What to work on
The records that follow need to be output exactly as they are.

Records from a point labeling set
= = =

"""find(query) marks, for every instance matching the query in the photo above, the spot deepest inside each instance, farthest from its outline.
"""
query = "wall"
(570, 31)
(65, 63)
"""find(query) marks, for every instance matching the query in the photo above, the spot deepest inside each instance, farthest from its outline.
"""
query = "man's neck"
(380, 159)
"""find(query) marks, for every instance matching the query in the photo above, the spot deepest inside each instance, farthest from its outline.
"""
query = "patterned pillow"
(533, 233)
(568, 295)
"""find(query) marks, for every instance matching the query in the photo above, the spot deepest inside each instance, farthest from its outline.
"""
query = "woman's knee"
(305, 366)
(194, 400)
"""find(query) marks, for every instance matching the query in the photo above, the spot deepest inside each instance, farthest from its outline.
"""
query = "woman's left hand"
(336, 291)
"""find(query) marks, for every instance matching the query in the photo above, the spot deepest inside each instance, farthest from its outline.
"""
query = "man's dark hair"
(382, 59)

= = =

Task solution
"""find(query) marks, for every instance matching the query in the photo above, the spot deepest inside each instance, farthest from its outline.
"""
query = "wall"
(570, 31)
(65, 63)
"""find(query) marks, for every instance matching the query in the photo above, the spot deepest inside each instance, farthest from its outline.
"""
query = "man's neck"
(380, 159)
"""find(query) marks, for every instance matching the query in the photo above, the spot deepest inside each instance, farthest from its outline.
"""
query = "patterned pillow"
(533, 233)
(568, 295)
"""find(query) marks, for every instance matching the query in the photo above, the spot deepest inside each instance, farthest from its outline.
"""
query = "woman's knee"
(305, 366)
(194, 400)
"""find(query) marks, for every instance matching the query in the photo above, the spot deepest inside each instance, farthest from its outline.
"""
query = "woman's left hand"
(336, 291)
"""find(query) marks, for every instance matching the query in the photo above, the spot deepest inside each instance, farthest from its outline.
"""
query = "man's dark hair"
(382, 59)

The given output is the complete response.